▸ **INSTRUCTIONS FOR THE TASK**
State how many lines in the records contain the string "clothes". Reply with the number only.

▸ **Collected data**
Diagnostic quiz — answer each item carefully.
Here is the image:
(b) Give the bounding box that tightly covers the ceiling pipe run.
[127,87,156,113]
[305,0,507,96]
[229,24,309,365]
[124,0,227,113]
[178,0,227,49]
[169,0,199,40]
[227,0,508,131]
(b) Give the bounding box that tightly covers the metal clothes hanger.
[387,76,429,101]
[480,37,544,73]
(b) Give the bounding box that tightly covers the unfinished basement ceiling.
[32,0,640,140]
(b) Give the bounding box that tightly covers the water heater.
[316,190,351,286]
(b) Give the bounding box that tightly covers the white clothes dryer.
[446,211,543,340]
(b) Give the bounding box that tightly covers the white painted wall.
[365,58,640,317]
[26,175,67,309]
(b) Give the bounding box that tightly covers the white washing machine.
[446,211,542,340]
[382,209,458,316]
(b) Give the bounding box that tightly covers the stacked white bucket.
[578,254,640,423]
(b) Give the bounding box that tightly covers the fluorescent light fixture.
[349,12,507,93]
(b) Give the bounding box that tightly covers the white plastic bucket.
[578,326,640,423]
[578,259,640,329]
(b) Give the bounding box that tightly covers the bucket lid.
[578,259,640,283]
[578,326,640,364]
---
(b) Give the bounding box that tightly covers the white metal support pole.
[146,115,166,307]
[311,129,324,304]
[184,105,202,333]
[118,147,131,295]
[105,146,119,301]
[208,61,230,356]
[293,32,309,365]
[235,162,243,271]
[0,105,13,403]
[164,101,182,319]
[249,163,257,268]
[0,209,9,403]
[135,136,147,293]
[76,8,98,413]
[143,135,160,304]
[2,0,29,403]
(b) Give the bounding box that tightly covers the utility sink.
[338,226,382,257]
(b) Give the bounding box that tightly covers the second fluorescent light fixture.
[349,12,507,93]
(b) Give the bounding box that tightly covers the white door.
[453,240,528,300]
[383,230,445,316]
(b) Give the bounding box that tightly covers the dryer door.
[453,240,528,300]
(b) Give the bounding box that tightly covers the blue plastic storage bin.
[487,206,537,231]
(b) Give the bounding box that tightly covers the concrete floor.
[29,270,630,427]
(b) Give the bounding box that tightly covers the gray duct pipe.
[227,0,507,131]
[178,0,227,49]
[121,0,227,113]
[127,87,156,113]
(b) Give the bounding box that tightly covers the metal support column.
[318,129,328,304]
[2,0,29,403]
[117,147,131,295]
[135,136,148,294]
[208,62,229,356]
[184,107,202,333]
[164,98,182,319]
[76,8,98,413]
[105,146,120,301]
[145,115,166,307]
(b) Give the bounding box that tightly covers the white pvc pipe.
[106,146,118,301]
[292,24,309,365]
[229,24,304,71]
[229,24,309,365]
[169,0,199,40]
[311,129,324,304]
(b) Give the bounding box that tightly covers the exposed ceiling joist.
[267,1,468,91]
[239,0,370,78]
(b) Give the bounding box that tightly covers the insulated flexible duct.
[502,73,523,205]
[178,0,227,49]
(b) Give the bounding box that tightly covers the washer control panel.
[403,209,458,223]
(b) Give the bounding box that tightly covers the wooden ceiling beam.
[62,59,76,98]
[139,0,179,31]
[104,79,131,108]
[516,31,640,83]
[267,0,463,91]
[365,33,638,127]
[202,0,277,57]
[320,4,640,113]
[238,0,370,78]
* * *
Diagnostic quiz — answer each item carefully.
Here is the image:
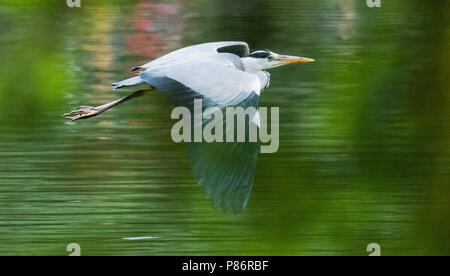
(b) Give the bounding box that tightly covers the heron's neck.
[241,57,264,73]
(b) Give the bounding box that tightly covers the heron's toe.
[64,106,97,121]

▸ **FINISHED EXERCISE**
2